> _TASK PROMPT_
Can you reproduce every item below in full, requests included, and add 103 to both coordinates of each answer point, leaving the sample points inside the requests unchanged?

> _MATERIALS PROVIDED_
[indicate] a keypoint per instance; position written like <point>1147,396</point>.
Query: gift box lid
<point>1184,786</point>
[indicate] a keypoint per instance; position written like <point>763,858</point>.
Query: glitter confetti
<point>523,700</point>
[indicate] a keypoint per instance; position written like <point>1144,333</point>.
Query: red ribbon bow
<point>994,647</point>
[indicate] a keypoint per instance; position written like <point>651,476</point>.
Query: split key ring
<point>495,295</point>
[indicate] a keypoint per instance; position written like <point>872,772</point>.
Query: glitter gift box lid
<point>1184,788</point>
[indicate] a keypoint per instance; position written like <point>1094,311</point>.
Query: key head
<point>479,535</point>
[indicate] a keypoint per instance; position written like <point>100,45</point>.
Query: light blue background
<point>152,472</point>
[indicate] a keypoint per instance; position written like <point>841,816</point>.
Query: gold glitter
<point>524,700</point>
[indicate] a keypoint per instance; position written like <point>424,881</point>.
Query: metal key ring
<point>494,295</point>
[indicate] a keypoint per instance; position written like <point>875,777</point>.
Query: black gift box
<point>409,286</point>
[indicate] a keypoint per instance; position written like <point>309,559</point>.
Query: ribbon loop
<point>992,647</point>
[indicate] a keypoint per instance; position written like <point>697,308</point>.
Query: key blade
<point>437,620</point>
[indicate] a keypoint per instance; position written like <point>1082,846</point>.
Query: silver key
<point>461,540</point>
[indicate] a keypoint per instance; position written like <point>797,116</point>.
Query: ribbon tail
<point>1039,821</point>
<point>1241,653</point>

> _SOLUTION TO THE EXERCISE_
[indicate] a keypoint per instance; position written like <point>1147,396</point>.
Query: gift box lid
<point>1287,889</point>
[indicate] a keypoint per instance; position written like <point>763,858</point>.
Query: glitter confetti
<point>626,803</point>
[indicate] a keypoint per instance; position written like <point>1144,333</point>.
Query: red ribbon bow
<point>1097,750</point>
[indicate] a keypoint per instance; position written like <point>651,476</point>.
Query: split key ring
<point>598,398</point>
[indicate] a keypoint per instance; position written like <point>872,772</point>.
Query: glitter gift box lid
<point>1287,891</point>
[indicate] a keypoint per instance; position written like <point>1094,311</point>.
Query: key head
<point>582,638</point>
[indicate] a keypoint per instance; position written like <point>100,45</point>.
Query: light blue background
<point>255,575</point>
[indicate] a keypoint per instance; position written like <point>841,816</point>.
Query: gold glitter
<point>627,803</point>
[indicate] a keypoint per instance; position written like <point>424,881</point>.
Query: metal key ring
<point>597,398</point>
[indicate] a keypoint per instance; position written like <point>875,777</point>.
Query: black gift box
<point>512,389</point>
[indicate] a keypoint per instance; position written like <point>309,559</point>.
Query: ribbon loop
<point>1095,750</point>
[indicate] a keypoint per instance; position written like <point>697,308</point>.
Query: key blade
<point>540,723</point>
[indicate] a keypoint per instance; position written like <point>1082,846</point>.
Query: silver key
<point>564,643</point>
[indicate] a keypoint per instance; position written like <point>797,116</point>.
Query: ribbon tail
<point>1142,924</point>
<point>1344,756</point>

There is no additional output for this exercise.